• [PETUNJUK TUGAS]: Tuliskan kelanjutan tulisan tentang hikmah pembebasan Al-Quds dan Masjid Al-Aqsha di bawah ini, dimulai tepat setelah kalimat terakhirnya.

• [KUTIPAN YANG DIBERIKAN]:
---------------

“Mahasuci Allah, yang telah memperjalankan hamba-Nya pada suatu malam dari Al-Masjidil Haram ke Al-Masjidil Aqsha yang telah Kami berkahi sekelilingnya agar Kami perlihatkan kepadanya sebagian dari tanda-tanda (kebesaran) Kami.” (QS Al-Isra’[7]: 01)
Ayat di atas menjelaskan keterkaitan antara Masjidil Haram dan Masjid Al-Aqsha. Dua masjid penting umat Islam. Ada sebuah pertanyaan yang muncul dari keterkaitan dua masjid ini dan peristiwa Isra’ Mi’raj: Mengapa penaklukan kota Al-Quds tidak terjadi pada zaman Nabi Muhammad saw, tetapi justru terjadi pada era Umar bin al-Khatthab ra?
Berita penakulukan itu mulai terlihat sejak dipilihnya Masjid Al-Aqsha sebagai tempat transit Nabi Muhammad saw sebelum beliau mi’râj ke langit dan Sidratil Muntaha. Beliau bahkan sempat mendirikan shalat di sana, berjamaah dengan para nabi dan rasul utusan Allah, bertindak sebagai imam mereka. Bukankah Allah juga sanggup memperjalankan beliau secara langsung dari Masjid Al-Haram di Mekah ke Sidratil Muntaha? Mengapa harus melalui Masjid Al-Aqsha?
Pertama, tentu tempat ini memiliki keutamaan dan sejarah penting. Allah ingin menunjukkan hal tersebut.
Kedua, Allah ingin memberitahu keterkaitan semua risalah di bumi-Nya dengan bumi yang diberkahi tersebut.
Ketiga, Allah hanya akan mewariskan bumi yang diberkahi tersebut kepada kaum yang beriman, dari kalangan manapun, tanpa membedakan jenis kelamin dan etnis mereka.
Terbebasnya Masjid Al-Aqsha melalui tangan-tangan pasukan muslimin pada era Umar, memberikan nuansa cerita perjuangan yang berkesinambungan. Sekaligus menggambarkan bahwa pembebasan Al-Quds tidak bergantung pada figur personal (saja), tetapi lebih kepada keshalihan kolektif.
Tak ada sedikit pun yang meragukan keshalihan personal Nabi Muhammad saw, sebagaimana tak terjadi perbedaan pendapat tentang keshalihan generasi pertama para shahabat. Namun, tentu ada hikmah lain yang dikehendaki Allah, bahwa terjadinya pembebasan Al-Quds dan dikembalikannya Masjid Al-Aqsha ke tangan umat Islam justru terjadi setelah wafatnya Nabi Muhammad saw.
Di antara hikmah tersebut adalah kesinambungan ruh dan jiwa serta keimanan. Ini tersurat jelas dalam fakta bahwa Masjid Al-Aqsha hanya akan diwariskan kepada orang-orang yang beriman. Demikian ditegaskan oleh Allah dari sejak diutusnya para nabi hingga kaum-kaum beriman yang mengikutinya.

---------------

• [ITEM YANG DITAMPILKAN]:

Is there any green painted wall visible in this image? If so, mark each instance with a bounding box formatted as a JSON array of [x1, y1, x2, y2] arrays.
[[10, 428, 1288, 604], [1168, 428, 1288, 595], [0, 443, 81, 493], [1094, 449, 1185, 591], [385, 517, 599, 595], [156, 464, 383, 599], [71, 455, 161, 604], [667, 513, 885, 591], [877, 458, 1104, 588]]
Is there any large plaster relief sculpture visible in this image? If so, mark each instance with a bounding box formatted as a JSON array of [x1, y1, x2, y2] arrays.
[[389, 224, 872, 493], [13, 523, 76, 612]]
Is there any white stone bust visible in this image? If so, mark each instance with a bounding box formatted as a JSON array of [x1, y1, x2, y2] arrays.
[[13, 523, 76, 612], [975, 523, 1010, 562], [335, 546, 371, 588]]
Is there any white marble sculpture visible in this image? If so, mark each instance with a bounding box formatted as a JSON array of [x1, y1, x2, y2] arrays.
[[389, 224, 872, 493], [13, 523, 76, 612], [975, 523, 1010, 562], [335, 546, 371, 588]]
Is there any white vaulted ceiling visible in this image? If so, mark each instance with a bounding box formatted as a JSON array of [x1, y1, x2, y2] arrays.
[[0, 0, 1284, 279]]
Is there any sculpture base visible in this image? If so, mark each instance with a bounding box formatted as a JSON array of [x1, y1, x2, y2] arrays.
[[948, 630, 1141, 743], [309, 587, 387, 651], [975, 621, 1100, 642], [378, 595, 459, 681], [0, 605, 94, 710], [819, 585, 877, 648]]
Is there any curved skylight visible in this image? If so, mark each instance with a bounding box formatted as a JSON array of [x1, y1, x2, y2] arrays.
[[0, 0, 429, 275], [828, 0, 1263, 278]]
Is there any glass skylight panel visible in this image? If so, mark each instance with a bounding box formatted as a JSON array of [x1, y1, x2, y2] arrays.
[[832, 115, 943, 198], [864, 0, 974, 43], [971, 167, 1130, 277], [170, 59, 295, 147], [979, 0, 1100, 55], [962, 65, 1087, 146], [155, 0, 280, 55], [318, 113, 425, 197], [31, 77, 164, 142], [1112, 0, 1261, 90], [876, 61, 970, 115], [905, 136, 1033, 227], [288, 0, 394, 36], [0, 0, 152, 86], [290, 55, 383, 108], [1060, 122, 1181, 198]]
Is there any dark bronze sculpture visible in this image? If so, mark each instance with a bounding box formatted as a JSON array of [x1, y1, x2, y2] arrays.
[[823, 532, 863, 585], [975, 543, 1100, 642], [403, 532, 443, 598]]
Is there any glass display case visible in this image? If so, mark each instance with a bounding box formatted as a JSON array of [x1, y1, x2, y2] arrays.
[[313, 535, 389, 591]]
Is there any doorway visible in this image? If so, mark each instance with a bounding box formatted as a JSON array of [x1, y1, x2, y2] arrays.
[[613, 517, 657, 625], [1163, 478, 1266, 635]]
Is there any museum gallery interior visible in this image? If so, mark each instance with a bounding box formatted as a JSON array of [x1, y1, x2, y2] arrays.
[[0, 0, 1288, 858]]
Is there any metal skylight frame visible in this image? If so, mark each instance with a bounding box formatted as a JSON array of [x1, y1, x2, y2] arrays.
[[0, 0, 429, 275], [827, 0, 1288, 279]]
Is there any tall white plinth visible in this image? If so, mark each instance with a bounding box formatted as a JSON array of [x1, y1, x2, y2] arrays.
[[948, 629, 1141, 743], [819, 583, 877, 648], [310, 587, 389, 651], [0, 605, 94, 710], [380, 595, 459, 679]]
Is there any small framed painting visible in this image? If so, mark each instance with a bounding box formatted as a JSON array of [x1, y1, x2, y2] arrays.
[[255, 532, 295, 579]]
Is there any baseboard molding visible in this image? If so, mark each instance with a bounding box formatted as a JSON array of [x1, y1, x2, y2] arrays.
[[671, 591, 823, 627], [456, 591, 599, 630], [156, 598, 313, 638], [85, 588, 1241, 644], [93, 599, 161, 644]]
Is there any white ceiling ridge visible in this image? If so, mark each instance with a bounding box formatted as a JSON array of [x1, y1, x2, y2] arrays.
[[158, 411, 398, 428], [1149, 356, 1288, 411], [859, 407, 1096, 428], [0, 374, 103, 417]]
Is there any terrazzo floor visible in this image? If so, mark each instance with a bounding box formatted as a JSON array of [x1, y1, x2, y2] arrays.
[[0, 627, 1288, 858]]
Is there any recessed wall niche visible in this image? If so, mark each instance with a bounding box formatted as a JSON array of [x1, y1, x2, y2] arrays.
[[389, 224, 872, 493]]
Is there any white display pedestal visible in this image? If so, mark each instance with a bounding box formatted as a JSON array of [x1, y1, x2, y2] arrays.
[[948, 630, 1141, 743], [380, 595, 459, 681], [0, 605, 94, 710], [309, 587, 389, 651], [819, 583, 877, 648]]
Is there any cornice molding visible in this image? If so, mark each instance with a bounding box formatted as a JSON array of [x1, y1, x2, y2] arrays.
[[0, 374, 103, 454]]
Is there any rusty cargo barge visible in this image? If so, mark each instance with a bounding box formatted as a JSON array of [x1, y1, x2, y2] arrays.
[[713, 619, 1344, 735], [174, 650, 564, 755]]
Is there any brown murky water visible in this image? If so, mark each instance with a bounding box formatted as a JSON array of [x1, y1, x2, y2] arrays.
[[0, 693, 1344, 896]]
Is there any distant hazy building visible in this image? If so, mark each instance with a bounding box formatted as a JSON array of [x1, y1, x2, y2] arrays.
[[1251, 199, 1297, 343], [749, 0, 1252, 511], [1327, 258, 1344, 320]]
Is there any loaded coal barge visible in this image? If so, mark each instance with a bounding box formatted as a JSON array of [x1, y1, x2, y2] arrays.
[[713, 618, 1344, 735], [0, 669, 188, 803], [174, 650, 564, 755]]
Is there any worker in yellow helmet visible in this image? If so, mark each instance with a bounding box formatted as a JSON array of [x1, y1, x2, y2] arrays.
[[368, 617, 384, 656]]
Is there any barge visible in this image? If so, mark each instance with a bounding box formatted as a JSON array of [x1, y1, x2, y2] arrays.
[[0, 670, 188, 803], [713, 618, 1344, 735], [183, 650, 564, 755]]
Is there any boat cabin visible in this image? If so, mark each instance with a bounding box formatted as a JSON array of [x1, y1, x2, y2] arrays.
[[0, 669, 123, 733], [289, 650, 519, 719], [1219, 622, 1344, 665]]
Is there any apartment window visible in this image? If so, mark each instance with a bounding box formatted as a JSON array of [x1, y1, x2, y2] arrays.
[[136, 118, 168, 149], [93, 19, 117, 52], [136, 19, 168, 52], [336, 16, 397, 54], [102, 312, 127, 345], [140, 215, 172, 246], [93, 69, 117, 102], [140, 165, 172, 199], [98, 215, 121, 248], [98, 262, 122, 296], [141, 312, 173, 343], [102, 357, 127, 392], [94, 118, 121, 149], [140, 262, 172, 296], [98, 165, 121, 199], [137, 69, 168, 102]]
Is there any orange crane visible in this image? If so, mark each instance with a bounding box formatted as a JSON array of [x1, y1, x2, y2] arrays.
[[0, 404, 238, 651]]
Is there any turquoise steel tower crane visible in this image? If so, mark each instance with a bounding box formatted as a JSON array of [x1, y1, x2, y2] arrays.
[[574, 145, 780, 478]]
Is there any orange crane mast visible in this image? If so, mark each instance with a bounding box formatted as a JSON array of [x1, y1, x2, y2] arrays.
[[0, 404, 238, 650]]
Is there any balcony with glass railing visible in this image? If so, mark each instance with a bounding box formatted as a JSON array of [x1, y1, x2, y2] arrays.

---------------

• [JAWABAN TERTULIS]:
Tanah suci Baitul Maqdis merupakan tanah yang hanya diwariskan oleh Allah kepada siapa pun dari hamba-Nya yang beriman, dari mana pun asalnya, tanpa membedakan kesukuan dan etnis serta jenis kelamin.
Allah hanya ingin menegaskan jika pertanyaan di awal tulisan ini setidaknya bisa dijawab. Itulah sebab bahwa pembelaan Al-Quds dan Masjid Al-Aqsha, penjagaan, pemeliharaan, jihad mempertahankan kesuciannya dan seterusnya tidaklah hanya menjadi tanggungjawab nabi-nabi, melainkan menjadi tanggung jawab semua orang beriman yang mengaku mengesakan Allah dan bersaksi bahwa Nabi Muhammad saw sebagai utusan-Nya, di mana pun ia berada, berasal dari mana pun, dan berlatar belakang apa pun.
Maka, permasalahan Al-Aqsha dan Al-Quds tidaklah hanya menjadi masalah bangsa Palestina, melainkan juga menjadi masalah seluruh umat Islam, lintas geografi, etnis bahkan lintas generasi, sampai tanah suci tersebut kembali kepada umat Islam.
Keesaan Allah benar-benar ditegakkan di sana. Kira-kira sama seperti saat Umar memasukinya dengan kepala tegak meski tak angkuh dan sombong. Justru penuh tawadhu dan kesederhanaan.
Mengundang decak kagum dan penghormatan. Sarat dengan kesantunan dan toleransi, penuh penghayatan jiwa kemanusiaan sekaligus menjadi penjaganya dari segala bentuk kezaliman, apa pun namanya, siapa pun pelakunya.
Saat Umar memasuki Baitil Maqdis dari Al-Jabiyah untuk menandatangani Piagam Perdamaian dengan penduduk kota, Pendeta Sophronius mempersilakan dan memohon kepada beliau melakukan shalat di Gereja Al-Qiyamah. Namun, Umar menolaknya. Beliau mengatakan, “Jika aku shalat di dalamnya, aku khawatir orang-orang setelahku akan mengatakan ini mushalla Umar, kemudian mereka akan berusaha membangun masjid di tempat ini.” Itulah toleransi sesungguhnya yang diajarkan Umar. Santun dan argumentatif.
Oleh : Dr. Saiful Bahri, MA.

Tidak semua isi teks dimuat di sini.